● **What to produce**
Below are records; transcribe only the line with "Tag the sidewalk" and those after it, through the last line, without any change.

● **Task inputs**
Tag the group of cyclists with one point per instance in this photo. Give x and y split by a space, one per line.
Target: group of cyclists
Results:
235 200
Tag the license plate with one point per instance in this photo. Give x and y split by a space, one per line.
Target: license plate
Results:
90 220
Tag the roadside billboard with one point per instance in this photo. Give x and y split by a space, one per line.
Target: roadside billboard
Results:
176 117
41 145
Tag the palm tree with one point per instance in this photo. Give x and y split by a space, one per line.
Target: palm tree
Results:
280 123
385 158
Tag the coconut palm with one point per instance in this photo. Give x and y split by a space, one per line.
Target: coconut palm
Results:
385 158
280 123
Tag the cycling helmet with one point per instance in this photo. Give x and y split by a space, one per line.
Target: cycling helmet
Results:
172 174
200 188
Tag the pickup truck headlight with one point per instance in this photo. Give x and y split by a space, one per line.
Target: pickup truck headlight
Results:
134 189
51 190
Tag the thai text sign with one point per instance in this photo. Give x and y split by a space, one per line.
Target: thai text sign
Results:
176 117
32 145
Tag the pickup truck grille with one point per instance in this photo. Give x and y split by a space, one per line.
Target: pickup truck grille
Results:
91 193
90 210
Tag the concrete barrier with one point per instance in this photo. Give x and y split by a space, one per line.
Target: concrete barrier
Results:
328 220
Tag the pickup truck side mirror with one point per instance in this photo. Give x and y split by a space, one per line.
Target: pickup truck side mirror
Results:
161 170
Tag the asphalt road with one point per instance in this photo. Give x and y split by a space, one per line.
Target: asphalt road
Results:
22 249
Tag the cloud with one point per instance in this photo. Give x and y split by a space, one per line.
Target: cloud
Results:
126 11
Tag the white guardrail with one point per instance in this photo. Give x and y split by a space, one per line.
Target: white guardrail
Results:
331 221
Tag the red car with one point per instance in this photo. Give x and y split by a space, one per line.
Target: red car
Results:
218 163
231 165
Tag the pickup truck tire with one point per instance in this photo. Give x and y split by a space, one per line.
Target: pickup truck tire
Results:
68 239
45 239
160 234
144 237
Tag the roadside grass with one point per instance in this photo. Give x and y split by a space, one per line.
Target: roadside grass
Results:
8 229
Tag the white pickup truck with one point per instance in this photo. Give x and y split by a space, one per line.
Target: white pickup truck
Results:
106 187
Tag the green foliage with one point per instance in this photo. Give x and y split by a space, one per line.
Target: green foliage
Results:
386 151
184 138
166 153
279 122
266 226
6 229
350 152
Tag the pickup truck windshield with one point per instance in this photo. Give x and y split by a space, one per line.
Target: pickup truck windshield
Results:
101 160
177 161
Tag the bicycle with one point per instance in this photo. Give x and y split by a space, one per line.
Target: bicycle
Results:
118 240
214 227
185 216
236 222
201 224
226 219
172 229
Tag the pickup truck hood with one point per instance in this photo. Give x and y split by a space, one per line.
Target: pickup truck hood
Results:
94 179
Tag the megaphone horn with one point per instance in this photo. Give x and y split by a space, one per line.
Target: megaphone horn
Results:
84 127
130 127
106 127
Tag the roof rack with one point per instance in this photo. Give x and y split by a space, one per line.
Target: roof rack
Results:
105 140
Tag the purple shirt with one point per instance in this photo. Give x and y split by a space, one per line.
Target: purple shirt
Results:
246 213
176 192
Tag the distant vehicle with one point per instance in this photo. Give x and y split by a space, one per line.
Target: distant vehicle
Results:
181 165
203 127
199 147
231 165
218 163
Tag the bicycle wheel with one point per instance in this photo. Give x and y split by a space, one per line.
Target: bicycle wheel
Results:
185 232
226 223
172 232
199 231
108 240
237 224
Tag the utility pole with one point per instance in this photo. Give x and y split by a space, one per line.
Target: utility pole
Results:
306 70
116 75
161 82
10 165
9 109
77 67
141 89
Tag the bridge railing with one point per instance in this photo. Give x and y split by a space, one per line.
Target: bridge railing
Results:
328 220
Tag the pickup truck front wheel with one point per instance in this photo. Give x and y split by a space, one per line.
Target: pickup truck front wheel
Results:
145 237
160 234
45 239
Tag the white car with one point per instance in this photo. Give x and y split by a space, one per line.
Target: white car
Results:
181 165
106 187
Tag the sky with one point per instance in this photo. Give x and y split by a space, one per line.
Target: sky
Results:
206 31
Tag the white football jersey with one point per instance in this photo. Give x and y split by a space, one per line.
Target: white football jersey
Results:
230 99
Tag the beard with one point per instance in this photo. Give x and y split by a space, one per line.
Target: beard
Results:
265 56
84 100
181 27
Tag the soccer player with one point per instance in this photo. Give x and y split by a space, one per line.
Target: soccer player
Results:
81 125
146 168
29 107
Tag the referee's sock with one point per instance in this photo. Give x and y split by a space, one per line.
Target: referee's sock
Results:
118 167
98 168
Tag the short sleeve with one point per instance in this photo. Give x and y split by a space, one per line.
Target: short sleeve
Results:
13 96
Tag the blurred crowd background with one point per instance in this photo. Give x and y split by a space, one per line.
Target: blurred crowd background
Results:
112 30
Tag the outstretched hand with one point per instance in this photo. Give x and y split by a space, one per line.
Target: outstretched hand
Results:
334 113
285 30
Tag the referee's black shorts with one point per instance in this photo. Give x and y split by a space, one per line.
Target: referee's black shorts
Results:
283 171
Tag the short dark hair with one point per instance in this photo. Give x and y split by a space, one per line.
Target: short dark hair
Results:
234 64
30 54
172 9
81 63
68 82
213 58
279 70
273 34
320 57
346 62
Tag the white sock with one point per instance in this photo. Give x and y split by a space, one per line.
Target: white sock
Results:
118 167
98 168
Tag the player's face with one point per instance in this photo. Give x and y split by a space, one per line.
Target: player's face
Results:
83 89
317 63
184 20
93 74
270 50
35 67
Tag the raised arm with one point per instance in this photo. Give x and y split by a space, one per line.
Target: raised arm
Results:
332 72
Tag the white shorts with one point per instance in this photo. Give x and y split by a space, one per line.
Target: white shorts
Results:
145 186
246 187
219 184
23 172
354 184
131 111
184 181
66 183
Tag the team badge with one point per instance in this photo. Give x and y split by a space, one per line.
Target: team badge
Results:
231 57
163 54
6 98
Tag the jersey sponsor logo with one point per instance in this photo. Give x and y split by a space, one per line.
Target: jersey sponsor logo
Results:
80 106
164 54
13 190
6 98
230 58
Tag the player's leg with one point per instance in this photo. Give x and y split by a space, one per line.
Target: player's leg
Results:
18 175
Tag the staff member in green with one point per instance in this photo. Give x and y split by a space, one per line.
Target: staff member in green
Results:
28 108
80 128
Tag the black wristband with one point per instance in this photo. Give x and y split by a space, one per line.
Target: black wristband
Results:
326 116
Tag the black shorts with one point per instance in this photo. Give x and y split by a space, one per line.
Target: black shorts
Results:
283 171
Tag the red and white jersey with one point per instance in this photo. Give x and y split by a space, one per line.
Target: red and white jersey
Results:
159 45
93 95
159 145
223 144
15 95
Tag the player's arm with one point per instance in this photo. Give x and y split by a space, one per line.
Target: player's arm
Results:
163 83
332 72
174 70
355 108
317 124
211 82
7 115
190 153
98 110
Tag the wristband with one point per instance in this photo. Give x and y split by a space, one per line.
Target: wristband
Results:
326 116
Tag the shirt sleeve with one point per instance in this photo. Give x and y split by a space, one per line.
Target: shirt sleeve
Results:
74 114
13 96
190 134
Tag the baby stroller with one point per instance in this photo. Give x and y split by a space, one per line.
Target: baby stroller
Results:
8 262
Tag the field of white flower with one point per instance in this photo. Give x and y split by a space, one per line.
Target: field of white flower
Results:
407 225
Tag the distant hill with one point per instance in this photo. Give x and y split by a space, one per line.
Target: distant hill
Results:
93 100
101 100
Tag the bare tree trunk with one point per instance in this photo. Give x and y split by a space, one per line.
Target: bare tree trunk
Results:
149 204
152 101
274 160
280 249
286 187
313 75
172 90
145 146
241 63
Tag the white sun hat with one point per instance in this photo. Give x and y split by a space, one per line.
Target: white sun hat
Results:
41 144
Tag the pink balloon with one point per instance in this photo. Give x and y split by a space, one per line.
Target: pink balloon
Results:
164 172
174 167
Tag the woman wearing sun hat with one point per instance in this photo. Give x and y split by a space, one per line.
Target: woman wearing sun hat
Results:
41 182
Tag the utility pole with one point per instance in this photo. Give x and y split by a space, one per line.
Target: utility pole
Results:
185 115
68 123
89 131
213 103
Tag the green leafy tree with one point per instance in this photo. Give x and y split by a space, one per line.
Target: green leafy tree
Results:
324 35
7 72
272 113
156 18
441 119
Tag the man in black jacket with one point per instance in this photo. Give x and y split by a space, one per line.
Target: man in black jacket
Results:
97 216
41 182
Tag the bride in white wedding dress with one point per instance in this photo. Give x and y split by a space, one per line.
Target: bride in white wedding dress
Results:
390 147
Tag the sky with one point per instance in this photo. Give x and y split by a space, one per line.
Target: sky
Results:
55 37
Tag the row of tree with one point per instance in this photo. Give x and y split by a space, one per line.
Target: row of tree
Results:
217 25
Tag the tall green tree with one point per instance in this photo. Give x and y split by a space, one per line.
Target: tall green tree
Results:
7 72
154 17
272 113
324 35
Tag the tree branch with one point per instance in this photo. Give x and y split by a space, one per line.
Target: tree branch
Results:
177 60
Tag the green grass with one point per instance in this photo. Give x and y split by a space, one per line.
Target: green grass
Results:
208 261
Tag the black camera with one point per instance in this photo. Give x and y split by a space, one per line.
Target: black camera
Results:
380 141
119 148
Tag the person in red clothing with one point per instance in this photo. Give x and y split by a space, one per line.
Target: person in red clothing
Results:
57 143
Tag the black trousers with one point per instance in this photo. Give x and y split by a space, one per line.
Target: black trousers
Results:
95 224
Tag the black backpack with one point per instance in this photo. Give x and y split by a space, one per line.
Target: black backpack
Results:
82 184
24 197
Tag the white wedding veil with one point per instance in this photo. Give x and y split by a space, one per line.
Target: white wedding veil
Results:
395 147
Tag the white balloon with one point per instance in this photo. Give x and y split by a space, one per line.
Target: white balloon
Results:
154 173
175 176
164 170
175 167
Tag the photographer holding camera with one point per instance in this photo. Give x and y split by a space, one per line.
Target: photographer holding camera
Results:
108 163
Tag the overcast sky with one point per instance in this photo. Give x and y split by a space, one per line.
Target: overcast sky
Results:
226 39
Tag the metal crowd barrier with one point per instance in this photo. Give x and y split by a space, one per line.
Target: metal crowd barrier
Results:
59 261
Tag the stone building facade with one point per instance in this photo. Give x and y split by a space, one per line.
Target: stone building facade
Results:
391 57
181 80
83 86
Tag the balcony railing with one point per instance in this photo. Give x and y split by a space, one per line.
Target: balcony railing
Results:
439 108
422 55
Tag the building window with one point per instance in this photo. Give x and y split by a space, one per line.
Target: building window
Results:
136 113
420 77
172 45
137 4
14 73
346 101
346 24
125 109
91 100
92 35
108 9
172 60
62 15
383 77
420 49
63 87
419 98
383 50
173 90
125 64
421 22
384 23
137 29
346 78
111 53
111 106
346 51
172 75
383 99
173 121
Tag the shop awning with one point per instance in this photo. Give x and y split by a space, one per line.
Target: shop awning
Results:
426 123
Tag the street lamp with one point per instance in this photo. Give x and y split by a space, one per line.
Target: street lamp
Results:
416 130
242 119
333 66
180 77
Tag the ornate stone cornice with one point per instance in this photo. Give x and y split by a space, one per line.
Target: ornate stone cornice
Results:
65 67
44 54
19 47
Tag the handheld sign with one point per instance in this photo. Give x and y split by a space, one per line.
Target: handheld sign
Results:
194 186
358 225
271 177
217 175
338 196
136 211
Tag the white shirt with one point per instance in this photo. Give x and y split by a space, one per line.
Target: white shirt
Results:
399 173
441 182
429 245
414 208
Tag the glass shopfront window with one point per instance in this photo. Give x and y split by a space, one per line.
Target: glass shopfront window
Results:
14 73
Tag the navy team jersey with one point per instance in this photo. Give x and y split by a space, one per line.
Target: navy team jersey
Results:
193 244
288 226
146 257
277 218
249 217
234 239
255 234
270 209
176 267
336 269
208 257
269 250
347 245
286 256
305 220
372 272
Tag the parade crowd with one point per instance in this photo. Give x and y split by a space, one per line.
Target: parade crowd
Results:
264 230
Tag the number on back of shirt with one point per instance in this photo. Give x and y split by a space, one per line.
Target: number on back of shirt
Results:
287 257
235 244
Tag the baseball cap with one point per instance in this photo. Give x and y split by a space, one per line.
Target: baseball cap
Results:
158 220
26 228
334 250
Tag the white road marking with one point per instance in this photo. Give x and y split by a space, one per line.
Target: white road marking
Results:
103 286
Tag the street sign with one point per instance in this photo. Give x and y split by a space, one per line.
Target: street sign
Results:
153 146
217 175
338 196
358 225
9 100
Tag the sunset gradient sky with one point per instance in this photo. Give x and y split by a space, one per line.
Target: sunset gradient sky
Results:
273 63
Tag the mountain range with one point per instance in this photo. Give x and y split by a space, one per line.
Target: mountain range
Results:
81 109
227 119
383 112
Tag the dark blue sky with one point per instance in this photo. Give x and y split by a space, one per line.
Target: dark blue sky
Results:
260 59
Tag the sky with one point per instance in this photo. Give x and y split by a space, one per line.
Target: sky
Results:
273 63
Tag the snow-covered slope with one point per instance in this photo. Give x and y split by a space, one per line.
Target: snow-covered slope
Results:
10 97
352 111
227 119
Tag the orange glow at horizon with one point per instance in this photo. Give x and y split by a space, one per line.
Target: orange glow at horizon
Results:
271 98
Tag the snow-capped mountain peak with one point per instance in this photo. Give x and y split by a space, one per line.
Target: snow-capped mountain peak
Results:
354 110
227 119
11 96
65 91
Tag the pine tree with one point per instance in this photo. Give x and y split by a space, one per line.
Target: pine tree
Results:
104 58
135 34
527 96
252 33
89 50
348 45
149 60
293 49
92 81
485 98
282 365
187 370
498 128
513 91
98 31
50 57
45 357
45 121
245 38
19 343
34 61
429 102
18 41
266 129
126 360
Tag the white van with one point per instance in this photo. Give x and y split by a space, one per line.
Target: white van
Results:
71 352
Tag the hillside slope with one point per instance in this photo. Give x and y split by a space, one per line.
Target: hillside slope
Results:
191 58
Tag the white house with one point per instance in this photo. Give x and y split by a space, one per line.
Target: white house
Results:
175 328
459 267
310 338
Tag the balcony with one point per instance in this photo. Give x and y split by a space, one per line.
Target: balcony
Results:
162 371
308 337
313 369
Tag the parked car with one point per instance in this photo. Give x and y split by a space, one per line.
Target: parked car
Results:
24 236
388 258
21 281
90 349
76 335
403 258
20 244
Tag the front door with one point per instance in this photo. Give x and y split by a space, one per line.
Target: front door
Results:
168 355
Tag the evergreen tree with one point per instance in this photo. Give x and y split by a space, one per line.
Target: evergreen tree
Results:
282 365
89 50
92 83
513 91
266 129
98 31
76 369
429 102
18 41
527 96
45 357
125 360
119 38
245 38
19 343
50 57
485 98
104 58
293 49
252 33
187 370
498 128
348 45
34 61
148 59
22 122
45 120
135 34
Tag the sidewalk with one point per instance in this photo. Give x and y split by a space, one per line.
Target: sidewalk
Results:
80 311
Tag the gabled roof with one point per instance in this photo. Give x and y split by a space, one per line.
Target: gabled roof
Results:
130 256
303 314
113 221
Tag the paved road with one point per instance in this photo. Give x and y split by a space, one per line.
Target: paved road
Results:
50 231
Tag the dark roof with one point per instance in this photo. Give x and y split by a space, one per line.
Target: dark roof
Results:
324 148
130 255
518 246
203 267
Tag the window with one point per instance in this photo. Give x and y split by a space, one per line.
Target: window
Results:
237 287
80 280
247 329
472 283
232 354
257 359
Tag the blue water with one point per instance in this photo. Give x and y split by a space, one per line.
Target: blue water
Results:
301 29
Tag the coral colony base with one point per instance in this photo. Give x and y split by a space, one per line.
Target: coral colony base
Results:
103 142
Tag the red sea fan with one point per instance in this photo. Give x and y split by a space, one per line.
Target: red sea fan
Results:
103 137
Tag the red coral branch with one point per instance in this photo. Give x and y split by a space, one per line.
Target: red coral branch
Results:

● **Complete response**
Tag the sidewalk with one point per instance in this photo. Give x and y split by a space, one per line.
Target: sidewalk
Results:
80 311
Tag the gabled roof with one point per instance in this photo. Give x and y split by a space, one per line.
Target: gabled roof
Results:
130 256
303 314
113 221
Tag the paved road with one point per instance in this photo. Give x and y split by a space, one per line.
Target: paved road
Results:
50 231
Tag the dark roof with one point per instance in this photo. Give x and y split by a space, one per line.
Target: dark roof
Results:
324 148
130 255
518 246
203 267
Tag the window with one point per instance in this photo. Give x and y split by a space, one per line.
Target: window
Results:
237 287
80 280
247 329
472 283
232 354
257 359
Tag the blue water with one point per instance in this photo. Give x and y split by a space, one per line.
Target: blue water
Results:
301 29
Tag the coral colony base with one point per instance in this photo. Give x and y split by a space, one per line.
Target: coral colony base
Results:
103 142
Tag the red sea fan with one point per instance in this photo. Give x and y split by a space, one per line.
Target: red sea fan
Results:
103 137
Tag the red coral branch with one point per instance in this photo. Give x and y split by a space, one per line.
Target: red coral branch
Results:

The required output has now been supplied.